Available records:
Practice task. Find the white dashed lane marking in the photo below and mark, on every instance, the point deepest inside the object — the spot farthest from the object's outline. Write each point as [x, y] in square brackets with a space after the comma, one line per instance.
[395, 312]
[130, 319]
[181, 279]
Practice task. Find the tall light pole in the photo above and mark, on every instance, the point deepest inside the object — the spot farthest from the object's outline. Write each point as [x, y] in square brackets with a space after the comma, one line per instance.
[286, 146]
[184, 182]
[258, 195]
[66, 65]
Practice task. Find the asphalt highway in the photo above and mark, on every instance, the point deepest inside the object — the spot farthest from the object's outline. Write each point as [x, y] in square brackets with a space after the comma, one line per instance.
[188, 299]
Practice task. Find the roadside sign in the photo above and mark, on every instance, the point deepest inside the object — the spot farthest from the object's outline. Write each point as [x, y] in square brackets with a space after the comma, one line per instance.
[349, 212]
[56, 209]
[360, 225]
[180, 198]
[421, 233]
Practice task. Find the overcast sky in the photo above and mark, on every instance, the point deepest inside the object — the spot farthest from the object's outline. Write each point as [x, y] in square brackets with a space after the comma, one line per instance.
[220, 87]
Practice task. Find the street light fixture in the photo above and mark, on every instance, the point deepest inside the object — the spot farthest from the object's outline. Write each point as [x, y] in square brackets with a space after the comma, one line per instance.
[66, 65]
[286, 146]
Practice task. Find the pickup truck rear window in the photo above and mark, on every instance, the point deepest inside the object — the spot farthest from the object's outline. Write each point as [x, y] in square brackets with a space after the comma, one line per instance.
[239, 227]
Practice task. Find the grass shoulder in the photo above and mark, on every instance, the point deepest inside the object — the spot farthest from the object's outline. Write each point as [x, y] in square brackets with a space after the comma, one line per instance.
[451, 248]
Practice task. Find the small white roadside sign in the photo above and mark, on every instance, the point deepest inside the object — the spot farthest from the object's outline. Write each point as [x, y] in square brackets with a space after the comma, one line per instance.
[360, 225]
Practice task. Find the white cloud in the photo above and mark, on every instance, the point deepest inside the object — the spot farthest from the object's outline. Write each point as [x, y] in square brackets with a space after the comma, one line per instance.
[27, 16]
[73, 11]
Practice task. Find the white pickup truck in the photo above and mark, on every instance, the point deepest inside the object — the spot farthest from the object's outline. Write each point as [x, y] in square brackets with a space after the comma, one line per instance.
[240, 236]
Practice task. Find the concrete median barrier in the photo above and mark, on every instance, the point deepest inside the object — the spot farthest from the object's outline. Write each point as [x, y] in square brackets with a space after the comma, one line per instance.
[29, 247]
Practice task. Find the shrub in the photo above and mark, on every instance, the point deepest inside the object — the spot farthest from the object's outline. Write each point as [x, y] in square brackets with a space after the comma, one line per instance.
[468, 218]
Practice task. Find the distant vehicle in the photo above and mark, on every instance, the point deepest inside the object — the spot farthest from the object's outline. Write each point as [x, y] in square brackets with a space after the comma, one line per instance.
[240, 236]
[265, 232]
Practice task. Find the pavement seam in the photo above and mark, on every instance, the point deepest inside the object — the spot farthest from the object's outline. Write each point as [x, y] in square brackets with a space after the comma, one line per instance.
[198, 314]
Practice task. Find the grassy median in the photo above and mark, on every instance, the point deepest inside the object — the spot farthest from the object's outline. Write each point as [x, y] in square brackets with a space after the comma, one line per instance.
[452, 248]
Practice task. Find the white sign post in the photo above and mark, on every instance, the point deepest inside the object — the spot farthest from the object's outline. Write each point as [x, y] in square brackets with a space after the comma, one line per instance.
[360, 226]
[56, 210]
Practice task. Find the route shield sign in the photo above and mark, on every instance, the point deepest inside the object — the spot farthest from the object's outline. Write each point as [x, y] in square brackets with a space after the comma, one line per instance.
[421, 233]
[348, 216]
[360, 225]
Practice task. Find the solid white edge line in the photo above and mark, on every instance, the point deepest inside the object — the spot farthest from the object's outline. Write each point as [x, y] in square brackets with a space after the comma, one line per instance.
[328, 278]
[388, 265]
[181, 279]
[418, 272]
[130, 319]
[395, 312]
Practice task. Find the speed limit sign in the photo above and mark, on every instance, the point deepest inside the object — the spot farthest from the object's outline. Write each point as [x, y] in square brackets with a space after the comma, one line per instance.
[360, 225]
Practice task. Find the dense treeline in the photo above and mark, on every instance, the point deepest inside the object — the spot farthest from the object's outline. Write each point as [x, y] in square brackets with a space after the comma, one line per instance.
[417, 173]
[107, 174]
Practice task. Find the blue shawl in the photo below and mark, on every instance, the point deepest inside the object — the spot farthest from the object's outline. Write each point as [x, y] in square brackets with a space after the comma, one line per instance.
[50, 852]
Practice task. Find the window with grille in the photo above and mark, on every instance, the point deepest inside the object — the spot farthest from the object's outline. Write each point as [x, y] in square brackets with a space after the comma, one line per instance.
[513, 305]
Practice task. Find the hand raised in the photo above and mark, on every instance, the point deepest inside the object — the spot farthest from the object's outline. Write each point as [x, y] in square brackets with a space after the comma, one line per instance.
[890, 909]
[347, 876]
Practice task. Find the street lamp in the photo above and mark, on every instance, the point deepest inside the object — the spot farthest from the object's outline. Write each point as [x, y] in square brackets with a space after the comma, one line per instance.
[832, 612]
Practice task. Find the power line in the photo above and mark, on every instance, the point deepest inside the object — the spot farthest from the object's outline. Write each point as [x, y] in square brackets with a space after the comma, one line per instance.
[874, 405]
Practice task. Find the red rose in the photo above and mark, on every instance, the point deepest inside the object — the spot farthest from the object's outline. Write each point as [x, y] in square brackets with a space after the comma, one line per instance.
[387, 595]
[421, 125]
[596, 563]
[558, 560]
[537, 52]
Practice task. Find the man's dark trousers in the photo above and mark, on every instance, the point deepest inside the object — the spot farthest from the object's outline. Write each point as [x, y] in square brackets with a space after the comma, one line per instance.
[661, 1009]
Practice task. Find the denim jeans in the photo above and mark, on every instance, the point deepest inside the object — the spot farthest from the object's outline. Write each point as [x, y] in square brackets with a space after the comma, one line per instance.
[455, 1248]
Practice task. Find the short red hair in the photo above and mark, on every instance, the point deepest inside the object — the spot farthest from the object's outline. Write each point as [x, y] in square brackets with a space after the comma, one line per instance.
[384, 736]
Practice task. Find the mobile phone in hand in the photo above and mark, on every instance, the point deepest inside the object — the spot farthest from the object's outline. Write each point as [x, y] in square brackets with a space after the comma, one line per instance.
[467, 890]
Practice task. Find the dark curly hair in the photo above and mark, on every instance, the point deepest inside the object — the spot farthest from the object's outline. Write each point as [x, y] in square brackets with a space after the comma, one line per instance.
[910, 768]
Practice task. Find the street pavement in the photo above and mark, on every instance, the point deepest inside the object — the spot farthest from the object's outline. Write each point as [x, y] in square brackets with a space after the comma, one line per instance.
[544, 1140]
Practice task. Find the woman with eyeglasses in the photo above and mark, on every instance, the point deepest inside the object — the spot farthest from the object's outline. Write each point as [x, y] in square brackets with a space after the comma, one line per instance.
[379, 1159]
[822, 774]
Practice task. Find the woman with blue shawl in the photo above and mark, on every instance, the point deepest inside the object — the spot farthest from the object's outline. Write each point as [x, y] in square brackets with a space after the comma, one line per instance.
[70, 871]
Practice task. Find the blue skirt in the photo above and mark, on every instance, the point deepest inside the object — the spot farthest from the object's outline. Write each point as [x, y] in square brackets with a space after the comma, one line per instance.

Goal of the exercise:
Repeat all of the lines above, switching every "Practice task" to "Sample task" and keeping everything else the same.

The solution:
Sample task. Find the white dashed lane marking in the photo below and mark, on every instance, the point deepest inside the object — the spot farthest from the object's outline. Write each point as [x, y] in square brackets with a space after the comma, one line per instance.
[395, 312]
[130, 319]
[181, 279]
Sample task. Find the tall light pole in the photo above and mark, on every instance, the point deepest inside the object — the spot farthest from the object's outline. Write each point as [x, y] in square brackets with a space after the comma, one line per instance.
[286, 146]
[184, 182]
[258, 195]
[66, 65]
Sample task. Find the asphalt highway in the photo above and mark, on every instance, the point deepest inside the object — the spot farthest from the object's outline. Write each point as [x, y] in square brackets with a space after the comma, one line per instance.
[188, 299]
Sample task. Find the roadside sign in the photo above and mark, on every instance, the point deepest inside the object — the spot farthest from the object's outline. Write each point as [x, y] in square brackets with a space after the comma, one line per instance.
[349, 212]
[56, 209]
[360, 225]
[180, 198]
[421, 233]
Sample task. Find the overcast sky in the photo above and mark, on every instance, the point deepest inside the object — the spot farthest from the object's outline. Write each point as [x, y] in square brackets with a space after the comma, one line per instance.
[220, 87]
Sample task. Find the street light fixture in the photo above and mark, on every instance, the point deepest inside the object — the spot farthest from the object's outline. Write each point as [x, y] in square brackets with a space after the comma, one line per instance.
[66, 65]
[286, 146]
Sample task. Find the pickup truck rear window in the photo above and mark, on every instance, the point deepest inside the object — the spot farthest from the object's outline. Write each point as [x, y] in square brackets with a space after the comma, one line per instance.
[239, 227]
Sample task. Find the grass shoulder in the photo above and mark, on every instance, the point deepest inside the object — the spot farthest from the object's outline. Write each point as [x, y] in square brackets with a space after the comma, one line per instance.
[451, 248]
Sample task. Find the small white roadside sign in the photo above and mark, on every instance, the point deepest inside the object — the spot farthest from the object's outline. Write each point as [x, y] in square brackets with a space after the comma, one line per instance.
[360, 225]
Sample task. Find the white cloud in the photo above and mark, on every instance, the point deepest inside the object — the spot farthest from the object's outline. Write each point as [x, y] in square brackets with a space after the comma, one line per instance.
[27, 16]
[73, 11]
Sample task. Find the white pickup truck in the photo above and mark, on every instance, the point deepest inside the object — the spot farthest from the object's outline. Write each point as [x, y] in square brackets with a space after the comma, one line per instance.
[240, 236]
Sample task. Find the concrete median barrier in the photo above and mark, on every instance, the point deepest inside the object — the spot farthest from the object's outline. Write each point as [x, y] in square brackets with a space after the comma, one line per instance.
[29, 247]
Sample task. Find the shrub in the photo above and mark, on every instance, the point deepest inside the object — the spot farthest from the object's outline. Write each point as [x, y] in square brackets with a space after the comma, one line per instance.
[468, 218]
Sample task. Find the distant vehicle in the photo above and mark, on every instance, the point deepest inside the object — the spot farthest from the object's outline. Write each point as [x, y] in square brackets with a space after the comma, one line per instance.
[240, 236]
[265, 232]
Sample task. Find the pavement seam in the photo above and mark, on every instance, the point deepest inside the object — the spot farthest from the object's outline. Write each point as [x, y] in square brackets with a space after the comma, one line per instance.
[198, 314]
Sample task. Find the grassy median in the photo above and mark, on every instance, the point deepest inside the object — the spot farthest from the object's outline. Write each point as [x, y] in square brackets with a space after the comma, one line per instance.
[452, 248]
Sample task. Find the white sign post in the photo above and mark, on every instance, the point deepest inside the object — the spot farthest from the object's outline. Write each point as [x, y] in square brackets with a space after the comma, one line per instance.
[360, 226]
[56, 210]
Sample task. Find the route shield sign in the photo above and mark, on every instance, the point deepest inside the object — the spot farthest from the object's outline. Write each point as [x, y] in square brackets with a space after the comma, one line per instance.
[421, 233]
[348, 216]
[360, 225]
Sample task. Find the solid white edge line in the photo above and mark, on every instance, the point deepest inside the object — the spot farthest from the object's outline. Write each point as [x, y] in square brackets with a space after the comma, one line per instance.
[328, 278]
[388, 265]
[181, 279]
[418, 272]
[130, 319]
[395, 312]
Sample task. Find the speed limit sign in the photo above and mark, on every instance, the point deepest inside the object — the spot farthest from the object's outline. Write each point as [x, y] in square brackets with a space after the comma, one line per instance.
[360, 225]
Sample task. Find the dense treeline in the photo above and mark, on every instance, the point deepest inside the object — the spot farthest from the object's outline. Write each point as [x, y] in square brackets with a space after the comma, one line per instance.
[417, 173]
[107, 174]
Sample task. Find the blue shawl in the photo below and mark, on every instance, the point deepest inside the object — the spot farthest from the object's outline. Write each point as [x, y] in square brackets with a space after the comma, one line per instance.
[50, 852]
Sample task. Find the window with grille in the photo above and mark, on every instance, the point deepest inside the object — the spot farthest from the object's outline. Write each point as [x, y] in square brackets with a space after the comma, one line per instance.
[513, 305]
Sample task. Find the hand raised in the photo above and mark, on every instance, the point deepest inside the object — the spot farthest from the object's outline. Write each point as [x, y] in square brackets with a space after the comma, one line per instance.
[890, 909]
[347, 876]
Sample task. Find the street lamp in the photo above and mark, on every instance, the point deepest inside the object — the spot farthest from the object's outline. Write each point as [x, y] in square brackets with a space after the comma, one line per instance.
[832, 612]
Sample task. Find the power line in the photo above and mark, on every instance, the point deepest inside the object — the spot farthest from the object's outline. Write each point as [x, y] in square brackets with a space after the comma, one line per instance.
[874, 405]
Sample task. Find the red rose in the photo above and mark, on every instance, the point deepest inside the object — the spot farthest from the object's outline. Write each point as [x, y] in square brackets with a space after the comma, one line per instance.
[387, 595]
[421, 125]
[596, 563]
[558, 560]
[537, 52]
Sample task. Find the man's dark trousers in the photo above and mark, on every instance, the point deepest inside the object — the spot farthest from the object's outline. Write each point as [x, y] in square brackets with a space after the comma, one line per instance.
[661, 1009]
Sample task. Find the denim jeans in the photo above and mark, on every instance, the point deepest inside the object — the spot farthest from the object's outline. Write each point as [x, y] in square brackets with a space after the comma, one line per instance.
[455, 1248]
Sample task. Find the short red hair in the photo above and mark, on every instance, the point deepest inside the object — the spot farthest from the object's outline. Write each point as [x, y] in square brackets with a space after the comma, one line per instance.
[384, 736]
Sample task. Find the mobile phone in hand in the photo above and mark, on every instance, the point deepest inside the object — the spot farthest from the object's outline. Write each point as [x, y] in square brackets with a space after the comma, one line per instance.
[467, 890]
Sample task. Find the dark curly hair in the photo above and mark, on every instance, the point deepest inside the object — the spot farthest from the object's outline. Write each point as [x, y] in square brackets with a space after the comma, one line per instance.
[910, 768]
Sample task. Find the street pavement in the photo above and mark, on every instance, the point deepest inside the object — the spot farthest from the object's outline. Write each point as [x, y] in square brackets with a space after the comma, one line per instance.
[544, 1140]
Sample task. Find the woman with eyeglasses in the photo above and mark, on every instance, the point deepest inside the object — the spot farthest from the object's outline. Write each point as [x, y] in square brackets with a space after the comma, one line per instance.
[379, 1159]
[822, 774]
Sample task. Find the woman with blue shawl in the photo above and mark, on every instance, the point deepest inside the object — the spot farthest from the object's outline. Write each point as [x, y] in square brackets with a space after the comma, one line per instance.
[70, 871]
Sample task. Find the blue skirt in the photo above and mark, on every instance, the point deepest inside the object — the spot farthest from the object's outline. Write each point as [x, y] in square brackets with a space after the comma, one line per instance.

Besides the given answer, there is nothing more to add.